Requirement:
Rewrite the records with "pink flower" replaced by "red flower", leaving everything else unchanged.

Extracted records:
************

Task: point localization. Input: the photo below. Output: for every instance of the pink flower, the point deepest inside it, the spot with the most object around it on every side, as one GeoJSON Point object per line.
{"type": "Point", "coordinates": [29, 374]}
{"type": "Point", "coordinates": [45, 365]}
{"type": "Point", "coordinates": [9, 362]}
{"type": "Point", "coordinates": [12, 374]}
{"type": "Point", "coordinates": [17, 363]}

************

Result of this task:
Task: point localization. Input: the photo below. Output: for every instance of the red flower, the point deepest inside it, the spot with the most object around it on every side, as one GeoJSON Point object per line.
{"type": "Point", "coordinates": [29, 374]}
{"type": "Point", "coordinates": [45, 365]}
{"type": "Point", "coordinates": [9, 362]}
{"type": "Point", "coordinates": [12, 374]}
{"type": "Point", "coordinates": [17, 363]}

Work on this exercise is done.